**SUPPLIED DATA**:
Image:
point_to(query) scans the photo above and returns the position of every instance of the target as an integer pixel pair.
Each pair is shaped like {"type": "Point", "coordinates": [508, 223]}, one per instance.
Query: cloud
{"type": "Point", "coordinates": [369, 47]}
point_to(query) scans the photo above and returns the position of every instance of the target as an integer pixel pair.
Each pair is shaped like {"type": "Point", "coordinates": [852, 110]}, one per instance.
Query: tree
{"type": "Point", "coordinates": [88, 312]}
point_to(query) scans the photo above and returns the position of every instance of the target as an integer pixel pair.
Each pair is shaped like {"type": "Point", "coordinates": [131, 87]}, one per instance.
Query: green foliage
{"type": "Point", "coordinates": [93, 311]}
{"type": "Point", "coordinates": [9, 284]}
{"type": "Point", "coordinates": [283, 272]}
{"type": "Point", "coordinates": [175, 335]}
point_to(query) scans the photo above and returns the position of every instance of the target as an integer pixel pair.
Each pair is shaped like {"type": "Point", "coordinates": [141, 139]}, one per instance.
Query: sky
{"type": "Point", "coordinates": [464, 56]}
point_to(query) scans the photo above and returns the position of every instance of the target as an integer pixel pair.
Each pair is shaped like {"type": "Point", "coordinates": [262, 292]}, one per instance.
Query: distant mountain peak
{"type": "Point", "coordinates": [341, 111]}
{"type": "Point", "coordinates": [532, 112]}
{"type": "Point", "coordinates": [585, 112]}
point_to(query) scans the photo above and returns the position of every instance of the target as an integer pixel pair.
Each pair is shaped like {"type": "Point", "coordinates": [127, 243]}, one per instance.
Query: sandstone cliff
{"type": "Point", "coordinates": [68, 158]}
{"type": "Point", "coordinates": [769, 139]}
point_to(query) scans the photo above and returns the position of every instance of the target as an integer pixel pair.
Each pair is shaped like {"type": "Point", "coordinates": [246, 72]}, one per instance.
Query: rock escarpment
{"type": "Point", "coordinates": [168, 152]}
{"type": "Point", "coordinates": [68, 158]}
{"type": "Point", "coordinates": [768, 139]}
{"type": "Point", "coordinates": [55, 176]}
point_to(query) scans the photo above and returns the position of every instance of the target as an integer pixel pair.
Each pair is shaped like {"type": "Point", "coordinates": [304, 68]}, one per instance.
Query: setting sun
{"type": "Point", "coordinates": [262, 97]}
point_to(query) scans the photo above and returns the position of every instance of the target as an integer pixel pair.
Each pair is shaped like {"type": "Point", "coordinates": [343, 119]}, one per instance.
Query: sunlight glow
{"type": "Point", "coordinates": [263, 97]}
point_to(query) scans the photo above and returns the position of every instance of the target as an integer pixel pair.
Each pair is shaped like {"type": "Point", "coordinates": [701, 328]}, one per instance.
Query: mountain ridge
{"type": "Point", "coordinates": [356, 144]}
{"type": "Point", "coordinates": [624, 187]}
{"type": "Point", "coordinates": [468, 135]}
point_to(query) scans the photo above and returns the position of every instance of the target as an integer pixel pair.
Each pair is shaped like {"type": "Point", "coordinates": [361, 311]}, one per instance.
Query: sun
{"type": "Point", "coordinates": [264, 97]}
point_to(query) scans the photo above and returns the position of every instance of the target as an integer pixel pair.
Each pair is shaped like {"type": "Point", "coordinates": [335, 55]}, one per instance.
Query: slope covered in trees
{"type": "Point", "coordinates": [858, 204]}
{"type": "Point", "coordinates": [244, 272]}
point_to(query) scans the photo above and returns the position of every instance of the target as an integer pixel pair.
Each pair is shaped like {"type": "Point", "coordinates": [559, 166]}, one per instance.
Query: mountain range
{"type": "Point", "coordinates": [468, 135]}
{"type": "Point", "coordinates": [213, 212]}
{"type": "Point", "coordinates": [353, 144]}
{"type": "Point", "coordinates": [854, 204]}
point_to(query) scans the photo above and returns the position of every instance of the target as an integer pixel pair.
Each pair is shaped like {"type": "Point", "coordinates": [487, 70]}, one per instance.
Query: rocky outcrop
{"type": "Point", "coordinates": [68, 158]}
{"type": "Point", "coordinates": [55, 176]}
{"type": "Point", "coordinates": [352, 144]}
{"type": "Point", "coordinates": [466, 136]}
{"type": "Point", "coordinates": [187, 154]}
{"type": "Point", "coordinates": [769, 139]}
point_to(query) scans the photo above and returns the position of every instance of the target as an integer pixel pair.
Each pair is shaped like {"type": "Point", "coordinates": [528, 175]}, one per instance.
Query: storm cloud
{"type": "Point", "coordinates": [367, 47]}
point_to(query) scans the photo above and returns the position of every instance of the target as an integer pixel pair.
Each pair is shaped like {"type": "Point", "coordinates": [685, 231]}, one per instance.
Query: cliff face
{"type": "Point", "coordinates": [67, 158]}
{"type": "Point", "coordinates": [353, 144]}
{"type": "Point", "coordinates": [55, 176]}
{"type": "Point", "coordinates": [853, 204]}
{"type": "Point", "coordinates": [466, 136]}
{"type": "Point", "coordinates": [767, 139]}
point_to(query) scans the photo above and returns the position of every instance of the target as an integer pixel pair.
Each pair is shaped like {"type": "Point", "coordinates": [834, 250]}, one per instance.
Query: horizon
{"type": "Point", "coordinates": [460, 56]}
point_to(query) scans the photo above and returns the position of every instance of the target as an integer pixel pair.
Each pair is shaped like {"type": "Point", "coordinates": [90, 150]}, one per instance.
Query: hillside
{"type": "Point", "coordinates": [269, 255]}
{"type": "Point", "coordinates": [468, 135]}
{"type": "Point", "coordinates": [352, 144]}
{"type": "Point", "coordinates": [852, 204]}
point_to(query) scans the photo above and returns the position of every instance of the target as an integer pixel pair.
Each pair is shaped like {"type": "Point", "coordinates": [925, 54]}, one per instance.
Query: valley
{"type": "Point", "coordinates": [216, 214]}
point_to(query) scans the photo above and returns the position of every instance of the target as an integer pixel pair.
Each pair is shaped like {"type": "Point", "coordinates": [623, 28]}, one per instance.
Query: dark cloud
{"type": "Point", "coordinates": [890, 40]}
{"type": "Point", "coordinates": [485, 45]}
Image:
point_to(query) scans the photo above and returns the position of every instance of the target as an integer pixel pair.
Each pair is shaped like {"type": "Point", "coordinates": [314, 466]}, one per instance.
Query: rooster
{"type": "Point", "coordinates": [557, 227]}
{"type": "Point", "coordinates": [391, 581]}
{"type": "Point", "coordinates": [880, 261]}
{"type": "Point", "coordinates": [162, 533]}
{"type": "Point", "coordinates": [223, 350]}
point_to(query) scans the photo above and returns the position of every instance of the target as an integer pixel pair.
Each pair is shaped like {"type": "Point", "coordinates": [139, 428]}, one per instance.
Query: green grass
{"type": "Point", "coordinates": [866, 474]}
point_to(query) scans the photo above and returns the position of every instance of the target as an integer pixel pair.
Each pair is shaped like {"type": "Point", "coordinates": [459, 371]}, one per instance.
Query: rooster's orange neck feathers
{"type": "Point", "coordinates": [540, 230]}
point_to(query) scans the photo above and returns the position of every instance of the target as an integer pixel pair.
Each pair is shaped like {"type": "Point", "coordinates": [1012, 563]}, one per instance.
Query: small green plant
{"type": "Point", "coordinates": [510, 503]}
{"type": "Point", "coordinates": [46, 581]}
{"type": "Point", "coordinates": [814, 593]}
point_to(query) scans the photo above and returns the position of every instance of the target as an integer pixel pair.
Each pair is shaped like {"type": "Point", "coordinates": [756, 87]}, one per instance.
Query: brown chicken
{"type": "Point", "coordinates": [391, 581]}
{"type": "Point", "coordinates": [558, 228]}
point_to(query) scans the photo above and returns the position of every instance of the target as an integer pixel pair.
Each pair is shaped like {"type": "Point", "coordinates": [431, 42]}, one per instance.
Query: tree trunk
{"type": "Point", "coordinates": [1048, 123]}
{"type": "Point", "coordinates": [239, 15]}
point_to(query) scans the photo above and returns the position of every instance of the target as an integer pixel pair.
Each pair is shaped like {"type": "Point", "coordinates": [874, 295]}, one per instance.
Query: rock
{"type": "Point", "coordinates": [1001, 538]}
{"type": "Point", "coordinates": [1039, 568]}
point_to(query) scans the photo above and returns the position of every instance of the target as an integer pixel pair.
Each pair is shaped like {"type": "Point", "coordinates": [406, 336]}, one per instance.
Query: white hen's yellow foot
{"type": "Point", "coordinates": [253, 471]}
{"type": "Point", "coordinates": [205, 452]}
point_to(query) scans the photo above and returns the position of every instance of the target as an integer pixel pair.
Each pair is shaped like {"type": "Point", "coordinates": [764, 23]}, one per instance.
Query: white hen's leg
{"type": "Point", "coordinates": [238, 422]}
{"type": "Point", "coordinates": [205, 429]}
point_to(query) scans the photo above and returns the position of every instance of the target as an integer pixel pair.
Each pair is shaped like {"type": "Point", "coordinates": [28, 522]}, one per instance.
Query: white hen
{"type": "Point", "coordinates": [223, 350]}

**AIM OF THE EXERCISE**:
List every line in the entries that contains the string "white", matching case exactly.

**OUTPUT FOR THIS TASK**:
Query: white hen's yellow foot
Query: white hen's leg
Query: white hen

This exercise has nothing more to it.